### TEXT:
Hello,
I'm trying to find a way to read a stream of events from Kafka, key
them with a proper key function and then grouping records in windows
of a given size with the Count trigger or to buffer the window for a
couple seconds. Since the system could receive multiple GBs of data in
a very short period of time, being able to create windows of a certain
size is essential to avoid overwhelming the operators.
Since further down the pipeline I'm using the ForST backend and the V2
State APIs I cannot find a way to use the AsyncCountTrigger, as the
class expected in the `window().trigger()` call requires a subclass of
`Trigger`
A simple example using scala is as follows
// kafkaSource is just a datastream with a wrapper over raw kafka records
kafkaSource.keyBy(new KeySelector[KafkaRecord,String] {
override def getKey(in: KafkaRecord): String = new String(in.key)
}).enableAsyncState()
.window(GlobalWindows.create())
.trigger(AsyncProcessingTimeTrigger.create())
.process(new WindowMatcherWithStateV2())
If I use the ProcessingTimeoutTrigger with the regular CountTrigger, I
get the following error:
Trigger is for state V1 APIs, window operator with async state enabled
only accept state V2 APIs.
Any hints on how to achieve a similar behavior like the one obtained
combining ProcessingTimeTrigger and Count trigger? I don't mind
writing my own trigger, but it seems I cannot pass an async trigger to
the current APIs exposed in WindowedStream.
Thanks in advance and let me know if you need more details,
Regards,
Pablo Flores.

Dataset excerpts on pointing to objects:
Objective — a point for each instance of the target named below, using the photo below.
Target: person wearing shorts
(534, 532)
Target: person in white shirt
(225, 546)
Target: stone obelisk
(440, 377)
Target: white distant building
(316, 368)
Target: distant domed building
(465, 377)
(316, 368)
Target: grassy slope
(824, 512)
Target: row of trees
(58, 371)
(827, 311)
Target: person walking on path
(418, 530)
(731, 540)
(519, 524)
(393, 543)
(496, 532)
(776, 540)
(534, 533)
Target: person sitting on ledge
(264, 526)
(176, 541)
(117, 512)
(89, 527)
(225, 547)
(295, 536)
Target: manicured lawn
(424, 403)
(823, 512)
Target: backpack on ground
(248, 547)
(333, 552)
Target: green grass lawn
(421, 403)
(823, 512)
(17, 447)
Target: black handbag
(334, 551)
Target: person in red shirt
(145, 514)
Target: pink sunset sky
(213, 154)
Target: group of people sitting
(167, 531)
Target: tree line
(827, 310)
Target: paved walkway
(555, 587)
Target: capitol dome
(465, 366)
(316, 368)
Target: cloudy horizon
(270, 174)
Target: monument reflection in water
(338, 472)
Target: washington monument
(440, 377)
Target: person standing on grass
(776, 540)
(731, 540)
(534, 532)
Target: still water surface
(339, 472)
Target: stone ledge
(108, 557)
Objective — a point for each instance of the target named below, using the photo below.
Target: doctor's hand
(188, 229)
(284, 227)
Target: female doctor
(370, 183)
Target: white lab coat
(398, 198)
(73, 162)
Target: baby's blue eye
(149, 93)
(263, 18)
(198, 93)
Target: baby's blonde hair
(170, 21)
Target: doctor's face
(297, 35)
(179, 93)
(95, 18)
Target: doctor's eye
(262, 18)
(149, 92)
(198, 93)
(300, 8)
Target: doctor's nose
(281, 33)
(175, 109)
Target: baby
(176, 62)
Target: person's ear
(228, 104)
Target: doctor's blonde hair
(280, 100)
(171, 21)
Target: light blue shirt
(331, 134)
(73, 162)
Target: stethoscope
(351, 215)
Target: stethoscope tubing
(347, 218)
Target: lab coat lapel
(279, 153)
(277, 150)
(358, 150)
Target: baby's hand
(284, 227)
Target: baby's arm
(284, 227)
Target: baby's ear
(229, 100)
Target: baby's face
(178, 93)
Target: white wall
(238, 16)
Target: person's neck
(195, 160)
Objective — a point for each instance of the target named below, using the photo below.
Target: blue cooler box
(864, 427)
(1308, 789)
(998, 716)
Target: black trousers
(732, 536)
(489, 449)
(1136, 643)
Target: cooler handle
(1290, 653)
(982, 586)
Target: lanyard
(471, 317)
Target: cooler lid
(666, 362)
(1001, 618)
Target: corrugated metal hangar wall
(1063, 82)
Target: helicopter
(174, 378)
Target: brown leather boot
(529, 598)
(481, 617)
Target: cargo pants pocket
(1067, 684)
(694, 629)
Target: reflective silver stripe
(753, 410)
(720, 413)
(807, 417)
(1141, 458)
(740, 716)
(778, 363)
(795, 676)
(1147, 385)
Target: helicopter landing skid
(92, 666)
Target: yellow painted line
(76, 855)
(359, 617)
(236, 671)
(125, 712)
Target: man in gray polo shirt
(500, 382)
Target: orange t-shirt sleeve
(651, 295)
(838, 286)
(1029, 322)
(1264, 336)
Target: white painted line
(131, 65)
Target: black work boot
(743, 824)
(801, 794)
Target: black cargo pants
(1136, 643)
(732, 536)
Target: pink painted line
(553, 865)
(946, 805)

### WRITTEN INSTRUCTION A:
List each distinct name in the post that is written as a single word and ends in "Trigger", leaving out the bare word "Trigger" itself.
### WRITTEN INSTRUCTION B:
Echo the post word for word, beginning at the words that have "Since further down" and stopping after "String = new String(in.key)".
The listing plays no part in this work.

### COMPLETE ANSWER A:
AsyncCountTrigger, AsyncProcessingTimeTrigger, ProcessingTimeoutTrigger, CountTrigger, ProcessingTimeTrigger

### COMPLETE ANSWER B:
Since further down the pipeline I'm using the ForST backend and the V2
State APIs I cannot find a way to use the AsyncCountTrigger, as the
class expected in the `window().trigger()` call requires a subclass of
`Trigger`
A simple example using scala is as follows
// kafkaSource is just a datastream with a wrapper over raw kafka records
kafkaSource.keyBy(new KeySelector[KafkaRecord,String] {
override def getKey(in: KafkaRecord): String = new String(in.key)